WHAT TO WORK ON: Your answer must be the full set of entries, reproduced exactly.

************

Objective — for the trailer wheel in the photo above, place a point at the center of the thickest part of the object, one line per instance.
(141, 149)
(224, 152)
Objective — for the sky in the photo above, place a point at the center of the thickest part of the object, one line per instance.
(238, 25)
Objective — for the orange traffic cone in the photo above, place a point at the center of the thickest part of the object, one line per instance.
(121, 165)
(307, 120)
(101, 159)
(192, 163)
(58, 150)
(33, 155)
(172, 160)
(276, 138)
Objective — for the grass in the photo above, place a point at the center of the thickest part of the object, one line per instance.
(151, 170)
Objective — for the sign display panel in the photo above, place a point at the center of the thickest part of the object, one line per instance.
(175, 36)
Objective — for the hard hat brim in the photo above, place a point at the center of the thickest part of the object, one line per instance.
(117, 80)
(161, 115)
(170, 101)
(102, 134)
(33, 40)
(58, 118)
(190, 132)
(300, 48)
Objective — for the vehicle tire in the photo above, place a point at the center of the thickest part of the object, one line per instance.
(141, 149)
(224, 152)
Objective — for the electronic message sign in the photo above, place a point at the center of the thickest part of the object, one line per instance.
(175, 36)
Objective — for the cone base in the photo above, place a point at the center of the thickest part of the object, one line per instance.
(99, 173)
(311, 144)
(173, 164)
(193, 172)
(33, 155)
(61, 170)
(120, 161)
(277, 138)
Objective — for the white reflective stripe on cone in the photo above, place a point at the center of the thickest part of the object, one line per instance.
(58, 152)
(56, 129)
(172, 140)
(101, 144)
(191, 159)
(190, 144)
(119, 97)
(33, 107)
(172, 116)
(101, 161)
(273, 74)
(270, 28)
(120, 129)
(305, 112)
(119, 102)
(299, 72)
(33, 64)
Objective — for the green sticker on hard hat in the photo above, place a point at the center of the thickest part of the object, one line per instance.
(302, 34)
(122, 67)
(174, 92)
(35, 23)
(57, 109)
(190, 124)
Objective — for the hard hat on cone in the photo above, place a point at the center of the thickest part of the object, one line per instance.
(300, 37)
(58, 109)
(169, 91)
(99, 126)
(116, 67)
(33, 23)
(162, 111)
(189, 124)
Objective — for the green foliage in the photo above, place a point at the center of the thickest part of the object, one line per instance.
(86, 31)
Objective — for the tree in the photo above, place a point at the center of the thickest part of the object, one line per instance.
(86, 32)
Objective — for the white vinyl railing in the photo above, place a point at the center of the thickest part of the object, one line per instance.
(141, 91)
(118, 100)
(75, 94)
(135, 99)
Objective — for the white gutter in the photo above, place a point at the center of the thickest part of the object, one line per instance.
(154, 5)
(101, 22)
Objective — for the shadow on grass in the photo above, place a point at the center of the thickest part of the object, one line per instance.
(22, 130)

************

ANSWER SECTION:
Objective — for the trailer wheel in the photo above, place a point at the center of the thickest part of the object, one line per instance.
(141, 149)
(224, 152)
Objective — for the sky in the photo above, place a point at the center of the thickest part of the object, one line per instance.
(238, 25)
Objective — for the orange traffic cone in the photo above, place a point at the center of the thickest part of the object, one line per instance.
(121, 165)
(307, 120)
(101, 159)
(192, 163)
(58, 150)
(33, 155)
(172, 160)
(276, 138)
Objective — for the grass in the photo above, place a point at the center of the thickest part of the object, one line per instance.
(151, 170)
Objective — for the sign display panel in the photo above, place a point at the center of the thickest part of the object, one line per instance.
(175, 36)
Objective — for the hard hat brim in the photo above, place a point at the center of the thickest part of the object, one line per instance.
(117, 80)
(161, 115)
(170, 101)
(102, 134)
(33, 40)
(58, 118)
(190, 132)
(300, 48)
Objective — for the vehicle tire in the photo above, place a point at the center of the thickest part of the object, one line per instance.
(141, 149)
(224, 152)
Objective — for the electronic message sign in the photo above, place a point at the center of the thickest part of the object, one line per instance.
(175, 36)
Objective — for the cone base in the photo above, place a point at the center of the thickest part of the object, one line per instance.
(99, 173)
(311, 144)
(173, 164)
(193, 172)
(33, 155)
(61, 170)
(120, 161)
(277, 138)
Objective — for the white reflective stripe on cone in the photo above, place a point at the center of the thickest part of the object, one line per instance.
(58, 152)
(56, 129)
(172, 140)
(101, 144)
(191, 159)
(190, 144)
(119, 97)
(33, 107)
(172, 116)
(101, 161)
(273, 74)
(270, 28)
(120, 129)
(305, 112)
(119, 102)
(299, 72)
(33, 64)
Objective — for the green sticker on hard hat in the photo above, place a point at the center of the thickest part of the object, one line per instance.
(302, 34)
(122, 67)
(174, 92)
(35, 23)
(57, 109)
(190, 124)
Objective — for the hard hat on cone in the photo above, place a point at the center of the thickest part of the object, one line per instance.
(300, 37)
(58, 109)
(169, 91)
(99, 126)
(116, 67)
(33, 23)
(162, 111)
(189, 124)
Objective — for the green foliage in the photo above, place a point at the center of the thickest part of the object, one line per instance.
(86, 31)
Objective — for the tree in the photo above, place a point at the center of the thickest part of the object, one line per instance.
(86, 32)
Objective — for the white vinyl railing in the photo above, place a point at the center of the thickest part of the object, one line per instance.
(141, 91)
(118, 100)
(75, 94)
(135, 99)
Objective — for the white gutter in the photo above, place a point at the center of the thickest part of the object, one line per instance.
(154, 5)
(101, 22)
Objective — for the shadow on grass in the photo above, place a point at the center of the thickest part of the object, one line per instance.
(22, 130)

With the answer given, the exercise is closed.